## EXERCISE
Search the records below for "simplified" and copy every line it turns up in.

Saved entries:
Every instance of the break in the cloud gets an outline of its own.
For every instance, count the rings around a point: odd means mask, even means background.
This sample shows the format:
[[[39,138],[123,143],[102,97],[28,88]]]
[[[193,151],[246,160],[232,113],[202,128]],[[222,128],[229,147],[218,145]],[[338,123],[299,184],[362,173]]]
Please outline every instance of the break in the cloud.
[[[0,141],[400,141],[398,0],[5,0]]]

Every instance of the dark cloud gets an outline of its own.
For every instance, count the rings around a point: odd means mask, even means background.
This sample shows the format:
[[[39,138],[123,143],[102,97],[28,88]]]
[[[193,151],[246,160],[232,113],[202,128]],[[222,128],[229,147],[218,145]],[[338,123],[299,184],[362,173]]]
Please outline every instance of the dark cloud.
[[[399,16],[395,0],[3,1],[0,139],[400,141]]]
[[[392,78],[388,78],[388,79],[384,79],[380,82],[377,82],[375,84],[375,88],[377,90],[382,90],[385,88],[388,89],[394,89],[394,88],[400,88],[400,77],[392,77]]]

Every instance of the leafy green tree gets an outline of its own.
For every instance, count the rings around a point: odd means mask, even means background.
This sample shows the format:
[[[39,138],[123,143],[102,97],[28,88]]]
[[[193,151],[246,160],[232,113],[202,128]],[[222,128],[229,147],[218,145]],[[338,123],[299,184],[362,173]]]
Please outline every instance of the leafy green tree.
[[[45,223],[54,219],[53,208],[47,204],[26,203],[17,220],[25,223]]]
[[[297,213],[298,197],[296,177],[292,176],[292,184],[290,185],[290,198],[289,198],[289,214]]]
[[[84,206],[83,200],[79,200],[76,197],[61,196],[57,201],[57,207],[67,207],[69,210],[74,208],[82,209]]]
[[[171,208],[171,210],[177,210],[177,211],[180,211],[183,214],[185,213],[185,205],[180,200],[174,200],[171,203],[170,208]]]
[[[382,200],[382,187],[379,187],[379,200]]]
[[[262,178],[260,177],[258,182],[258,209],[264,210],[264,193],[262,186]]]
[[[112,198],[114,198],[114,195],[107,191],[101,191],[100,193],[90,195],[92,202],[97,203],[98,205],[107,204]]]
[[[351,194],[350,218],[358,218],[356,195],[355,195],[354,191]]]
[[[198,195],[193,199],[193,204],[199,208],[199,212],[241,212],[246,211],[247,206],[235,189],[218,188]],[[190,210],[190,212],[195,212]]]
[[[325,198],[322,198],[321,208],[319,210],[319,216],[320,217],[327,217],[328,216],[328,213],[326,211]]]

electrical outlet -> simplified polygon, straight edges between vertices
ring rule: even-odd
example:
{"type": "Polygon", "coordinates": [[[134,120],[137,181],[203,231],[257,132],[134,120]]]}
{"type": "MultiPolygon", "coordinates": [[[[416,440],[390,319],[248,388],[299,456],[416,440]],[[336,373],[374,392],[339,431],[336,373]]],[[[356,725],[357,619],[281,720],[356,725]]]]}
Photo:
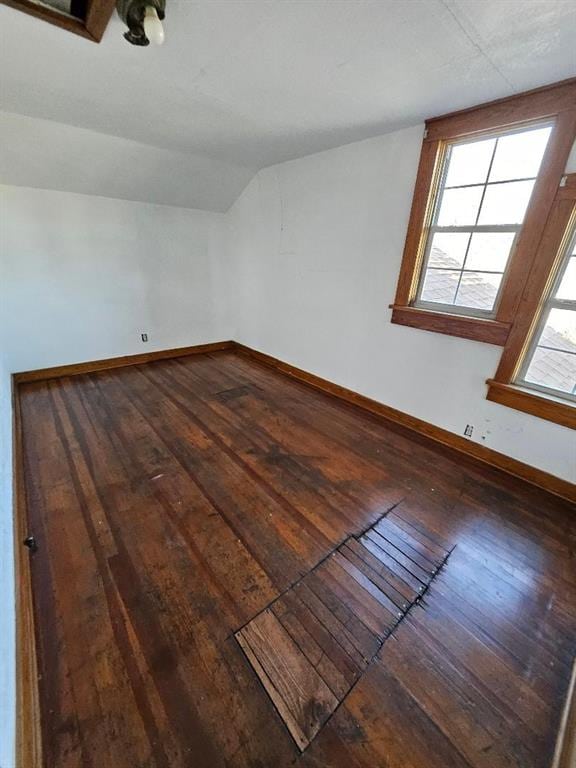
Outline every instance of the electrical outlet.
{"type": "Polygon", "coordinates": [[[472,432],[474,431],[474,427],[472,424],[466,424],[466,429],[464,430],[464,435],[466,437],[472,437],[472,432]]]}
{"type": "Polygon", "coordinates": [[[147,333],[143,333],[143,334],[141,334],[141,336],[142,336],[142,341],[148,341],[148,334],[147,333]]]}

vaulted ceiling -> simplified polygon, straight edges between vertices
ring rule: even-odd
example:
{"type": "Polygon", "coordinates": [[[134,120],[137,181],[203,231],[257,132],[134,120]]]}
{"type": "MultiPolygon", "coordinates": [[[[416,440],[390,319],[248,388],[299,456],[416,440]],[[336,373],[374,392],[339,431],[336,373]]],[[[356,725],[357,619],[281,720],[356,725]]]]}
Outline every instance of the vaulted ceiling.
{"type": "Polygon", "coordinates": [[[572,0],[168,0],[160,48],[116,14],[99,45],[5,6],[0,29],[2,181],[210,210],[264,166],[576,73],[572,0]]]}

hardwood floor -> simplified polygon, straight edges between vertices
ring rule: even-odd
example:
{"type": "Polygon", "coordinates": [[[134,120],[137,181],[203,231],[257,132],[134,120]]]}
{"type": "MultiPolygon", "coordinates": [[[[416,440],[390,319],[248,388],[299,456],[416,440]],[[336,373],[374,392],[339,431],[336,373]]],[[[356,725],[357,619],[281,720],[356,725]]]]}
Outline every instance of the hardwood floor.
{"type": "Polygon", "coordinates": [[[576,517],[218,352],[19,388],[46,768],[540,768],[576,517]],[[387,510],[454,546],[303,752],[236,637],[387,510]]]}
{"type": "Polygon", "coordinates": [[[302,751],[423,600],[449,555],[391,510],[235,633],[302,751]]]}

## TASK RESULT
electrical outlet -> simplified polygon, straight edges between vertices
vaulted ceiling -> simplified polygon, straight edges between vertices
hardwood floor -> simplified polygon, straight edges between vertices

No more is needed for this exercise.